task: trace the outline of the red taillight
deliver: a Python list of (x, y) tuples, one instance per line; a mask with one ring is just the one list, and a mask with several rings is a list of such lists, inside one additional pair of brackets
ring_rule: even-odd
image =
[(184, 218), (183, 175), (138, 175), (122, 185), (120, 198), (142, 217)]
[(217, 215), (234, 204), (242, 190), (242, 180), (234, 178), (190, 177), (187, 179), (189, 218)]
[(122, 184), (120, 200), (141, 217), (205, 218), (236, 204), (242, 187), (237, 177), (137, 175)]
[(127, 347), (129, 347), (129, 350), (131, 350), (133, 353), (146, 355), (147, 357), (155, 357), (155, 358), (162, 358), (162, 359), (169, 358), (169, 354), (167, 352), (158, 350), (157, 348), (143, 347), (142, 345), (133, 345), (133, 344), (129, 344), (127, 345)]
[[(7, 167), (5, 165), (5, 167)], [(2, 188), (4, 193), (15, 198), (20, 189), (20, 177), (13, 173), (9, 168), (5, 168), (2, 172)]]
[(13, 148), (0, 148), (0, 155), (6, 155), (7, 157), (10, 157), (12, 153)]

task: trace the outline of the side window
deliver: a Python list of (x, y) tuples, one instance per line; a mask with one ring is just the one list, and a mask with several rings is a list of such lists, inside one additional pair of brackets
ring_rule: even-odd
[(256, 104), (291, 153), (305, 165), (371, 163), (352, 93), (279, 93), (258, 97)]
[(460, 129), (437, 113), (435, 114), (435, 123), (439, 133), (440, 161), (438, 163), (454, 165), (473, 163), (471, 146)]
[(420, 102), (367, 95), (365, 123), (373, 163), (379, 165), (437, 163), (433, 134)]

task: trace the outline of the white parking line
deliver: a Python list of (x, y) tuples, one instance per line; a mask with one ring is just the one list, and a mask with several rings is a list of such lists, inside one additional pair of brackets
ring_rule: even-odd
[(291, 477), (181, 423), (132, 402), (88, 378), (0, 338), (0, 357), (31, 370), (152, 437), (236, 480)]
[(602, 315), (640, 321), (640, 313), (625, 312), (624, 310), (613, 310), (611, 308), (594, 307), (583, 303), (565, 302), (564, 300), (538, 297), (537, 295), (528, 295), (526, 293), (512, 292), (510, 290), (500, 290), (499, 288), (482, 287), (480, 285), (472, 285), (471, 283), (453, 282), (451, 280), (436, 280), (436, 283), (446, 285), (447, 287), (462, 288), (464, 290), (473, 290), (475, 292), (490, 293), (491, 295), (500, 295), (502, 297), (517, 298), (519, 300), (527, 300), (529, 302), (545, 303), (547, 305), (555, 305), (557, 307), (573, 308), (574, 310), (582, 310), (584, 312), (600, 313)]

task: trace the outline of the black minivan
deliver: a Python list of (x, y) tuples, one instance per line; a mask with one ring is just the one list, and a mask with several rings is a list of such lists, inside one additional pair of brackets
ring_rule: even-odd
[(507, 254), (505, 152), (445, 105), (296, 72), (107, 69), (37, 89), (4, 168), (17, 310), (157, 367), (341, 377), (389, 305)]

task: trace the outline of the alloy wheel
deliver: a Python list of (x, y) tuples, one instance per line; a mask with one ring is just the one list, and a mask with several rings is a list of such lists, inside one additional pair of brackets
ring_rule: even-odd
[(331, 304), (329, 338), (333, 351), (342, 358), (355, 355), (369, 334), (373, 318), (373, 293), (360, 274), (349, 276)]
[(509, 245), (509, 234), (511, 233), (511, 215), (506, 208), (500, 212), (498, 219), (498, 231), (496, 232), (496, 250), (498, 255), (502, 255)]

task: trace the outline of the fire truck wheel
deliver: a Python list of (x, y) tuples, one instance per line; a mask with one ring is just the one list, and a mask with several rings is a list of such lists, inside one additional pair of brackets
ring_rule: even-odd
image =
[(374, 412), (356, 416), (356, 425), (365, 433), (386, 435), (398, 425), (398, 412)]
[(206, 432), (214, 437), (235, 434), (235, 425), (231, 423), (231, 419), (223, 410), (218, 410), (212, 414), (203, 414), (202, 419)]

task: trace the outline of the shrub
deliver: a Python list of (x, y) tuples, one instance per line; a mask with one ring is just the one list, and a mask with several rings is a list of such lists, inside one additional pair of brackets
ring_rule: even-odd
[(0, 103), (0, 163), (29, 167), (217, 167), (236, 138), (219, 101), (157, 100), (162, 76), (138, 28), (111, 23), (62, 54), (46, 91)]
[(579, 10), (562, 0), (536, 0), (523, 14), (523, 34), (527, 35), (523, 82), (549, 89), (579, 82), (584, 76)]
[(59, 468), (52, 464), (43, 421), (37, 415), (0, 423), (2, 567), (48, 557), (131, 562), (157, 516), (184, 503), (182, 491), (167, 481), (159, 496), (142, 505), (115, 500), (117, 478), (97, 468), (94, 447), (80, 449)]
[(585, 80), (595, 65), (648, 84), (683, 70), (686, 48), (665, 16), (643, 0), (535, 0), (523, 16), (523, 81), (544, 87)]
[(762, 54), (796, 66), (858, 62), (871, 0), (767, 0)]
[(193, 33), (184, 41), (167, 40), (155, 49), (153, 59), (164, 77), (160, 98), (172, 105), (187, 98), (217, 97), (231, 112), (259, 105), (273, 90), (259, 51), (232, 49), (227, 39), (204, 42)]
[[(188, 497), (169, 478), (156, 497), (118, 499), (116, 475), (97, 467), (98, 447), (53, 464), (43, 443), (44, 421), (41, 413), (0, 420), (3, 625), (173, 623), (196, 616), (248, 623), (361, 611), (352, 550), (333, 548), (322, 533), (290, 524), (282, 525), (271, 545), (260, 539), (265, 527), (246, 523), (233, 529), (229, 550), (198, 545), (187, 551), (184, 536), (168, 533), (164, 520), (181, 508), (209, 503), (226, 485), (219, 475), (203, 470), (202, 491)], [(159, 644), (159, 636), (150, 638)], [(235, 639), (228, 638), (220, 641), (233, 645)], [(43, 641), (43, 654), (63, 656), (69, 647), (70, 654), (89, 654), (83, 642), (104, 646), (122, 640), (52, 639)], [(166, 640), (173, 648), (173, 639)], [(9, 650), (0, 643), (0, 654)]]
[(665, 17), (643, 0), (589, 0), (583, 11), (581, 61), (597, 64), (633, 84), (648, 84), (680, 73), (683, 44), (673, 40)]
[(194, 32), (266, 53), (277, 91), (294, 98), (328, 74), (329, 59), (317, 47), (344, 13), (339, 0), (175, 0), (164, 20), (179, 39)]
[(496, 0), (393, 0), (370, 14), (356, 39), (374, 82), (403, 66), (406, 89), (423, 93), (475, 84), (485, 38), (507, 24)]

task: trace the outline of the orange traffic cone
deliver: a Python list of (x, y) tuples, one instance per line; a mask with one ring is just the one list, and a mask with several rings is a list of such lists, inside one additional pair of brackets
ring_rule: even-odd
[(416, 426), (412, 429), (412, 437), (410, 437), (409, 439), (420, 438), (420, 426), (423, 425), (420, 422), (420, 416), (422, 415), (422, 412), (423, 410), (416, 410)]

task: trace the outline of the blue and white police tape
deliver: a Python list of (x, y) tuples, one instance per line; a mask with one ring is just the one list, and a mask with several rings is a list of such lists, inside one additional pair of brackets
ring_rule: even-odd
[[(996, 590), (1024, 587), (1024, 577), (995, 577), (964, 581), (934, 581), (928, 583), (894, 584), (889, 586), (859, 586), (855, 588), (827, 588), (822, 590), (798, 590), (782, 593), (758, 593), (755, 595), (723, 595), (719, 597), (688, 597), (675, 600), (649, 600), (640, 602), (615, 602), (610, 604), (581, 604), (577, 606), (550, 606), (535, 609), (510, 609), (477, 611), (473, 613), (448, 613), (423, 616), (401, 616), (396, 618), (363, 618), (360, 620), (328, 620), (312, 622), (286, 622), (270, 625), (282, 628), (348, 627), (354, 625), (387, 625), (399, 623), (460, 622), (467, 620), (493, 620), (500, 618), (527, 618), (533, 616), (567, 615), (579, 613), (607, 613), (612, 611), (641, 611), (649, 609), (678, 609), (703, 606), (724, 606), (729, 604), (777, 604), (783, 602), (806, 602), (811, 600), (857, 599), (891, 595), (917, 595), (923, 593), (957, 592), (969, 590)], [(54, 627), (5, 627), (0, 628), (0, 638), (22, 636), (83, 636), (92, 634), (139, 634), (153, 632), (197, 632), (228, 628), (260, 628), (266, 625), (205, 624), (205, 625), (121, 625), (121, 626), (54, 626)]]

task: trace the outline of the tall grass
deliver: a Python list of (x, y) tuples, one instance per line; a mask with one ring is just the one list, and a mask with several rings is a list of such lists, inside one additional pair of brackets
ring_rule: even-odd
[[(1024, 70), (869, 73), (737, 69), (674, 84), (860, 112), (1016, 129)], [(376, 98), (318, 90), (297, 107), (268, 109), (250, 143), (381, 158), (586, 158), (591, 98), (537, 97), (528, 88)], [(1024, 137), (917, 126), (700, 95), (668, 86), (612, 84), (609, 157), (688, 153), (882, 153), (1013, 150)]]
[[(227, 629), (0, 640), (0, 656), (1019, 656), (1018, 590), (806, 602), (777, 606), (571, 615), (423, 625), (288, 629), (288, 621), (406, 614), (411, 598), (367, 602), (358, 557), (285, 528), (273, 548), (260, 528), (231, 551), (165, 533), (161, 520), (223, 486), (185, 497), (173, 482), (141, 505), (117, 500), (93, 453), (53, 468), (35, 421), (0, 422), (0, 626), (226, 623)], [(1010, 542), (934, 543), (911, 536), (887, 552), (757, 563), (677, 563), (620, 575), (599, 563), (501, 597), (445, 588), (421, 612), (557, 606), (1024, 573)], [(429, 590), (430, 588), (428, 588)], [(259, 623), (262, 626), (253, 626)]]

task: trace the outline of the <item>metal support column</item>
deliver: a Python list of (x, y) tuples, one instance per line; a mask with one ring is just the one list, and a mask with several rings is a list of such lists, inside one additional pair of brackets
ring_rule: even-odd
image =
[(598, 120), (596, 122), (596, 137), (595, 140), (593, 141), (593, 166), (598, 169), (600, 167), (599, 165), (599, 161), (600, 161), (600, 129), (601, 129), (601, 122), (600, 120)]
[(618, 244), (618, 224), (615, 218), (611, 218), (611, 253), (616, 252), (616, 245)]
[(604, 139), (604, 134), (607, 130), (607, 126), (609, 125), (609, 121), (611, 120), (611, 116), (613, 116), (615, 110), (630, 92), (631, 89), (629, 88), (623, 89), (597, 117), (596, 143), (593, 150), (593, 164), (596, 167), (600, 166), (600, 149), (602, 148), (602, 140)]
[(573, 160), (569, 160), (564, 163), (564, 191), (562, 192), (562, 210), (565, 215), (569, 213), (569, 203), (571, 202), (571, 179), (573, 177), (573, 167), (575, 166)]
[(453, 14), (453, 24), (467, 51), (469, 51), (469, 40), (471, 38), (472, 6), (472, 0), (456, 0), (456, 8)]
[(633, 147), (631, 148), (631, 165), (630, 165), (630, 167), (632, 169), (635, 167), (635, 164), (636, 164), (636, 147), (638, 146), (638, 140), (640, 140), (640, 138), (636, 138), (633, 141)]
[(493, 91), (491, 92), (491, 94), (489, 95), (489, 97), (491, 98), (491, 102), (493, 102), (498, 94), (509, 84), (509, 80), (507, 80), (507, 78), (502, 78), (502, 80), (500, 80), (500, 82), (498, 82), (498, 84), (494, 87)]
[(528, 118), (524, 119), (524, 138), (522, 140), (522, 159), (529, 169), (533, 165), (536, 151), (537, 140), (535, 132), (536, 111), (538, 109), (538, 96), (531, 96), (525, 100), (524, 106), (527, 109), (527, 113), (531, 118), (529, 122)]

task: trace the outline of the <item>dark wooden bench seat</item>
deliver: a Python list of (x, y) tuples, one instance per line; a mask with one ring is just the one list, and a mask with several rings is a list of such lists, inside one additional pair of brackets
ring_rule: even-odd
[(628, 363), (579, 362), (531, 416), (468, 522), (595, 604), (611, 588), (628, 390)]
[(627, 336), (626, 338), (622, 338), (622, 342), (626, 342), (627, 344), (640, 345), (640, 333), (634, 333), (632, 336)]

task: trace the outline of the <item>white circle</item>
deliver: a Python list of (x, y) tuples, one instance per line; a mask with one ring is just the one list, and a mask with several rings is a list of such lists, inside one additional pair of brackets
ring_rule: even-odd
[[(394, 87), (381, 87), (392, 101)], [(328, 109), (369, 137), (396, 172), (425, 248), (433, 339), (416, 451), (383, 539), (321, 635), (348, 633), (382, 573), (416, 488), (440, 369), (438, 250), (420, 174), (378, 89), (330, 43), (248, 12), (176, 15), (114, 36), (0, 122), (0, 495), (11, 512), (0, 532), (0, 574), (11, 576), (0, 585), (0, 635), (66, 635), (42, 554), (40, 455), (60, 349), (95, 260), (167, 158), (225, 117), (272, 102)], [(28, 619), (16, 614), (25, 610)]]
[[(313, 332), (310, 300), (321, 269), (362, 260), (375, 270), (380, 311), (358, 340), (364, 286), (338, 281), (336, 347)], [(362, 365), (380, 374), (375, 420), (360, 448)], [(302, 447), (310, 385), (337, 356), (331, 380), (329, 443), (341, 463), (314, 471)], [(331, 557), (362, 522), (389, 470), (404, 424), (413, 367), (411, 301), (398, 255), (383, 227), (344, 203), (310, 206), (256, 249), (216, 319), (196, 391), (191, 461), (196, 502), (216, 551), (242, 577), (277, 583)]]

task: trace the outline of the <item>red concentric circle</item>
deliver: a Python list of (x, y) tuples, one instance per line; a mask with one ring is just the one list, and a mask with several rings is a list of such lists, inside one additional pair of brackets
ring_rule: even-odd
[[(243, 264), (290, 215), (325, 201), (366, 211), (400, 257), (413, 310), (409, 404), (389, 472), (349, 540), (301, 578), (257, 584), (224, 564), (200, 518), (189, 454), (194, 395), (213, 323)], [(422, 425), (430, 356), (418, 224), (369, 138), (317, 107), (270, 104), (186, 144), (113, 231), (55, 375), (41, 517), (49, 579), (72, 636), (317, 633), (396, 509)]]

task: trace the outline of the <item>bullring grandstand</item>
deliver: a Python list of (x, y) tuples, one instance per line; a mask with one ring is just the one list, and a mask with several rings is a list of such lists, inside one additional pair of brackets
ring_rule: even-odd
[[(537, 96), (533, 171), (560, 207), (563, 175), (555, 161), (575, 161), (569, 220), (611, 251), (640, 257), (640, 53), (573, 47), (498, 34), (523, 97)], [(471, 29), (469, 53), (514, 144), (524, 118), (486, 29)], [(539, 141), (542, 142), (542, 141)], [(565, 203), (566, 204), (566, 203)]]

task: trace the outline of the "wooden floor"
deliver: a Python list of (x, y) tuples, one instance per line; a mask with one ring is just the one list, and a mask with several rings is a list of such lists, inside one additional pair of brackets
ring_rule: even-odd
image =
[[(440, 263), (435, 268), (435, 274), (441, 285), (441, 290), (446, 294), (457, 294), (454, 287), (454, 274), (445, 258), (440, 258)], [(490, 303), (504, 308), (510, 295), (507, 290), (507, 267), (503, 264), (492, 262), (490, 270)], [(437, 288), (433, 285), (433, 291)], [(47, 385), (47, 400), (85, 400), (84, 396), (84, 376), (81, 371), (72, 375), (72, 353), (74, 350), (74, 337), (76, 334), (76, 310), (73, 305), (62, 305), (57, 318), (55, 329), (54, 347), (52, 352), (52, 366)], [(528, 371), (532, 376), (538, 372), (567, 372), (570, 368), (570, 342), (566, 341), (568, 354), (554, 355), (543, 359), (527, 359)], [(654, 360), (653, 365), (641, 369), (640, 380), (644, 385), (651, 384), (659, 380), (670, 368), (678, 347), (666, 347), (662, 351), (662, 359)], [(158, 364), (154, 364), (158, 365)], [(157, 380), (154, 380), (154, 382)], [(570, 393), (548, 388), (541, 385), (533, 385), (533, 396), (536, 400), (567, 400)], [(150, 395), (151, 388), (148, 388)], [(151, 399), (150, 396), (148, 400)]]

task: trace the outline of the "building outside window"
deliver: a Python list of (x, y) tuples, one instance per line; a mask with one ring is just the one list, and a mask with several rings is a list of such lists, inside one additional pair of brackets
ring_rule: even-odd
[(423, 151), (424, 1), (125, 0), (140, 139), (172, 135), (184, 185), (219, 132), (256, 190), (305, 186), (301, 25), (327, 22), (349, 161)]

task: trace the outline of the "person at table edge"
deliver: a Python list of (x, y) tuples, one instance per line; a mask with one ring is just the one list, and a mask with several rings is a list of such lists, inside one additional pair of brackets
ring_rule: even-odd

- What is needed
If a line of the material contains the string "circle", count it; give only the total.

- Output of the task
2